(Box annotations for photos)
┄┄┄┄┄┄┄┄┄┄┄┄┄┄┄┄┄┄┄┄

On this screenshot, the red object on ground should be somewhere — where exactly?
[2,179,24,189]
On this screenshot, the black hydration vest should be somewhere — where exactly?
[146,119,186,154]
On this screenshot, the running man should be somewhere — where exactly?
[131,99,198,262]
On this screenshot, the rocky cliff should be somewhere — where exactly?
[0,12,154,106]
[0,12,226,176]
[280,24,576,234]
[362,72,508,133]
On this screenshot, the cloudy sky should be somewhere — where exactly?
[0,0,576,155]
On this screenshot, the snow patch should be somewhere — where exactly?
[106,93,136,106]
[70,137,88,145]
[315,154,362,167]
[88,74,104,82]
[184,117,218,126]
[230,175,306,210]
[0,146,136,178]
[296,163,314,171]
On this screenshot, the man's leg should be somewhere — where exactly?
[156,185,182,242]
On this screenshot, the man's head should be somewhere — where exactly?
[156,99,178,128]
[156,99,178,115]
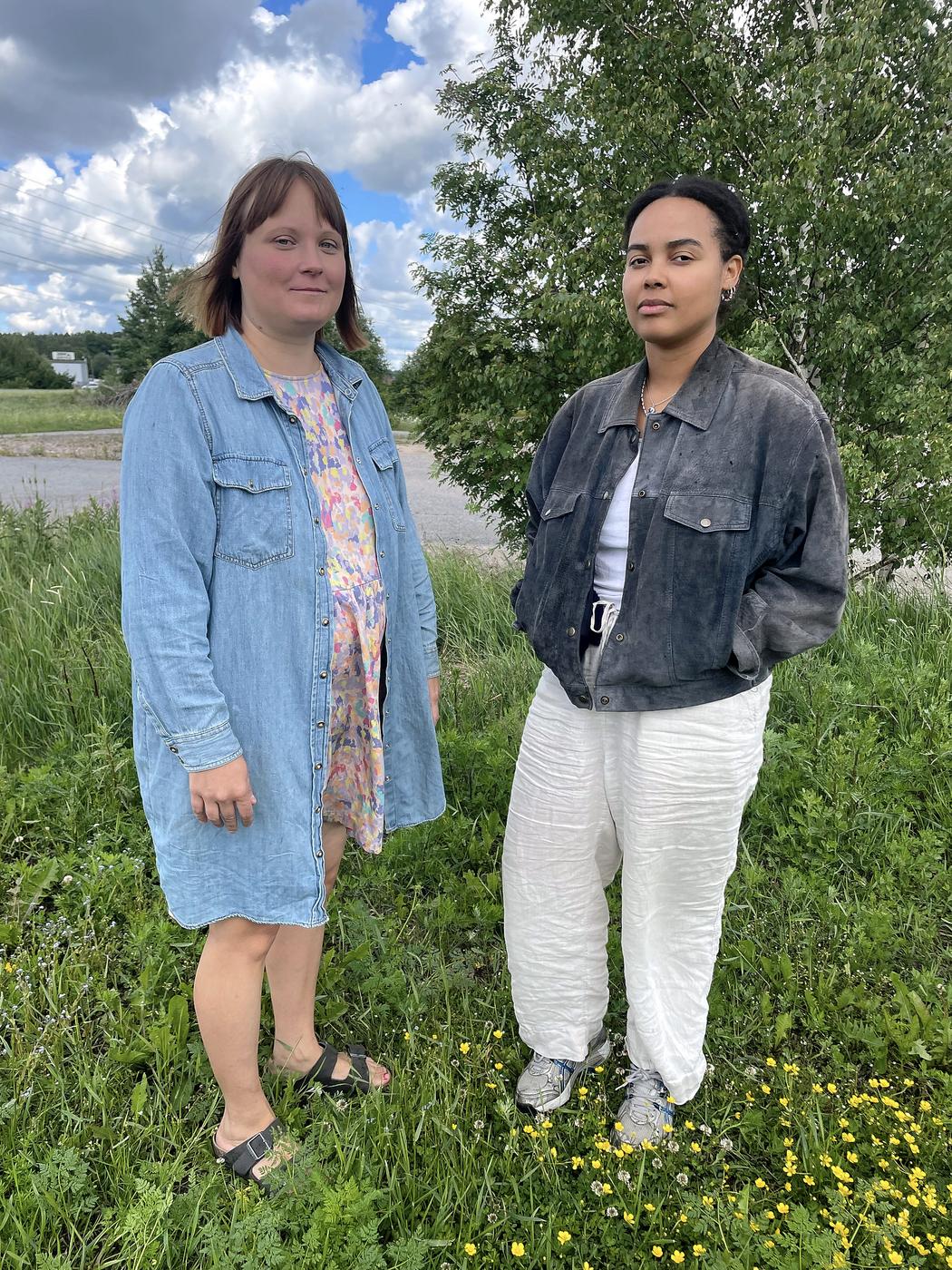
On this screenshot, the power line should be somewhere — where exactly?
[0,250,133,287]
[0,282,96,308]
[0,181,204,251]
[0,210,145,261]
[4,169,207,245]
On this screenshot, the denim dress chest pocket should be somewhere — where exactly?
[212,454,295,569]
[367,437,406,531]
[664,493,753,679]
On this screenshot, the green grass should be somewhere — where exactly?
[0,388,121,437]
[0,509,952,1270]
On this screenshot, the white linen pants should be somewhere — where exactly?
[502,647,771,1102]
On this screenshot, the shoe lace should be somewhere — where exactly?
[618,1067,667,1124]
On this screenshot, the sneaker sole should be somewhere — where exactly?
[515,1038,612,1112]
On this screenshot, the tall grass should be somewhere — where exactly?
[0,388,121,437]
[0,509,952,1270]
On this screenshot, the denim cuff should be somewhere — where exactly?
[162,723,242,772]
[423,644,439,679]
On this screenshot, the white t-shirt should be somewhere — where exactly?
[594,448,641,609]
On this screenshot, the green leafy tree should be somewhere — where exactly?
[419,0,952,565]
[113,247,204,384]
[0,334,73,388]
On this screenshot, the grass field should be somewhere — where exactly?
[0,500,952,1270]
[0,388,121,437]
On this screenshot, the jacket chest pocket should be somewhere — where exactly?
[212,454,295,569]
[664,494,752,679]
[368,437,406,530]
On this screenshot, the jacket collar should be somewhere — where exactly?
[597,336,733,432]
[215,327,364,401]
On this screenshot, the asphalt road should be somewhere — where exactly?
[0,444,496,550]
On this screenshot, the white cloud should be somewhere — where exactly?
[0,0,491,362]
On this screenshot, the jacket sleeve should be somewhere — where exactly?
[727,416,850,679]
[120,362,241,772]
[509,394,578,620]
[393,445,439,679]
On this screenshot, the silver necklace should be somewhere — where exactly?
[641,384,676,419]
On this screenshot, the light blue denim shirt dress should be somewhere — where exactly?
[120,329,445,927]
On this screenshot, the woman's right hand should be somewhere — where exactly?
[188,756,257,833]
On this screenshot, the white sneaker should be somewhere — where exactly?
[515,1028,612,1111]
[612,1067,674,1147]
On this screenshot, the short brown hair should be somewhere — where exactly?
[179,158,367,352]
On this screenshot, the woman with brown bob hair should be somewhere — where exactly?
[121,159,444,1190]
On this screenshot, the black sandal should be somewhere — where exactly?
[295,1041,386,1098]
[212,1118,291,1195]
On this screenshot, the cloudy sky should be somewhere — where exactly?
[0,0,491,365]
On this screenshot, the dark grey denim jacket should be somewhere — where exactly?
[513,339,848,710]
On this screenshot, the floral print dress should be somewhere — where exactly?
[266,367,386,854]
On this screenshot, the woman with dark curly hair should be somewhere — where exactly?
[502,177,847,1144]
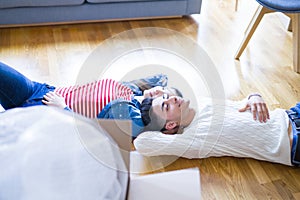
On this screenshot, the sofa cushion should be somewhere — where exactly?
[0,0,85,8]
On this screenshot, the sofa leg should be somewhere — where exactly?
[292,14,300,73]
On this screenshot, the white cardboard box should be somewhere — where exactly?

┄┄┄┄┄┄┄┄┄┄┄┄┄┄┄┄┄┄┄┄

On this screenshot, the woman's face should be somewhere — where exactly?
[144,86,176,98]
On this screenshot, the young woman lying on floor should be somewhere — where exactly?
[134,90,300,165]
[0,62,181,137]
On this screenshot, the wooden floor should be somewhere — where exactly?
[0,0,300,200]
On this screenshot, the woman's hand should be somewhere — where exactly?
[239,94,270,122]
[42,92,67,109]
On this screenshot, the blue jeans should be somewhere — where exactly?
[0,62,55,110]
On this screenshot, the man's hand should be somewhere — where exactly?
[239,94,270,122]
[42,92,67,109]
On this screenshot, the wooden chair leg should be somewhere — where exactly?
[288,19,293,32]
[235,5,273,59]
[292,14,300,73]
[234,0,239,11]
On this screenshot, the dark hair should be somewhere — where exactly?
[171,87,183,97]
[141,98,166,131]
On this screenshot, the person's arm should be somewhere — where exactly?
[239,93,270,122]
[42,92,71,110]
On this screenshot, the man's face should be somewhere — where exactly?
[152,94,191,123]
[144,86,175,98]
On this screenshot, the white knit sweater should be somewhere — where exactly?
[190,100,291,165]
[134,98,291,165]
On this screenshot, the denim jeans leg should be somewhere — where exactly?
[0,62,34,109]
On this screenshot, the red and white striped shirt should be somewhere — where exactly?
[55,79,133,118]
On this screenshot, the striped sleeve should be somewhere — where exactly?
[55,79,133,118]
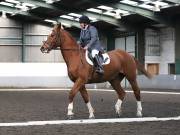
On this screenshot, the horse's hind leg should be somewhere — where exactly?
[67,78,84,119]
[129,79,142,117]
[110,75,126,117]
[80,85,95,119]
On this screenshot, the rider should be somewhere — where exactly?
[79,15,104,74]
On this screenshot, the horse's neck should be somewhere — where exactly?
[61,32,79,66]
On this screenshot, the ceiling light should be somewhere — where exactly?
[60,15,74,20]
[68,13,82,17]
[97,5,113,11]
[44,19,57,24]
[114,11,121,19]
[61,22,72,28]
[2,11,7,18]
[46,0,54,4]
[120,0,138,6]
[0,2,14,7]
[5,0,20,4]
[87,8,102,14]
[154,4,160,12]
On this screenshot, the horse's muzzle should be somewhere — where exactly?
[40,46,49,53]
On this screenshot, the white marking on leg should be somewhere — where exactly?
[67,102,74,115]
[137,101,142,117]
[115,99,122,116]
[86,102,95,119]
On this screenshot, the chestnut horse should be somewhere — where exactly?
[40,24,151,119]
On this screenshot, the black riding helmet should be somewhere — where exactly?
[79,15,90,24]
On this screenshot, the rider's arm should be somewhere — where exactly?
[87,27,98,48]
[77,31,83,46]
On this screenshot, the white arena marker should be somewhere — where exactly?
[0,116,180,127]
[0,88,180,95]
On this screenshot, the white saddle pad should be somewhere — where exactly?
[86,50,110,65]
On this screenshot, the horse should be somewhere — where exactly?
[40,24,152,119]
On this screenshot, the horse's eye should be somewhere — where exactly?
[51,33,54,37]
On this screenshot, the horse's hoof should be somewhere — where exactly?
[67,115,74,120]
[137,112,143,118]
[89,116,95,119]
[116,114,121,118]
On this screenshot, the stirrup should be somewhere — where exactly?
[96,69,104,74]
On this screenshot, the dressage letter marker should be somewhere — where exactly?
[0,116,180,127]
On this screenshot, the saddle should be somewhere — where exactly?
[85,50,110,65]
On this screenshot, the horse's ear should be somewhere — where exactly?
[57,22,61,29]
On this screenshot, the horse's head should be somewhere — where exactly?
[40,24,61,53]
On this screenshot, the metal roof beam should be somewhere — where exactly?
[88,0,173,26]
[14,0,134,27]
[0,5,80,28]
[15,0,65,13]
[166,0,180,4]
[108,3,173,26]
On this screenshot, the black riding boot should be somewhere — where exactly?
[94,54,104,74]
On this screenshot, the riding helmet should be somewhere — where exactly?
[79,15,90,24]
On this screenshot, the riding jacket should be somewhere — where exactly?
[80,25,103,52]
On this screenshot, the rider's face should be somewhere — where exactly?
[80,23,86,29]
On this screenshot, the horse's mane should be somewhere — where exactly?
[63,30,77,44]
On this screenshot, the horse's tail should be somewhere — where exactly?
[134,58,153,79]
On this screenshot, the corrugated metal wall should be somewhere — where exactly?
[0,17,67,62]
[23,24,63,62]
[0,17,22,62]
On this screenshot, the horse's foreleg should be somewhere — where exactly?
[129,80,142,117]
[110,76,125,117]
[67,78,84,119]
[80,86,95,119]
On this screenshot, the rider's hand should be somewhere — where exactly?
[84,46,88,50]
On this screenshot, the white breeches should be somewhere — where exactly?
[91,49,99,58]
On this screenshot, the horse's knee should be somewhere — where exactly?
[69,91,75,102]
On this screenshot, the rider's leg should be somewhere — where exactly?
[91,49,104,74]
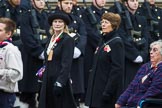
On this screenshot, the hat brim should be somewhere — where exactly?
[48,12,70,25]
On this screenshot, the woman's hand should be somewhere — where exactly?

┄┄┄┄┄┄┄┄┄┄┄┄┄┄┄┄┄┄┄┄

Task directions:
Write out the listing again, starting with the line that contains "On this screenshot, the sneaker" and going on through the line that contains "[423,644,439,679]", with "tall grass" changed to "green grass" and nothing else altered. Give only those lines.

Written reply:
On this screenshot, the sneaker sole should be somewhere — where exactly?
[515,1038,612,1112]
On this screenshot, the green grass should be somewhere — where exactly?
[0,388,121,437]
[0,509,952,1270]
On this screenshot, the denim cuff should be somewhere — where exactly?
[162,723,242,772]
[423,644,439,679]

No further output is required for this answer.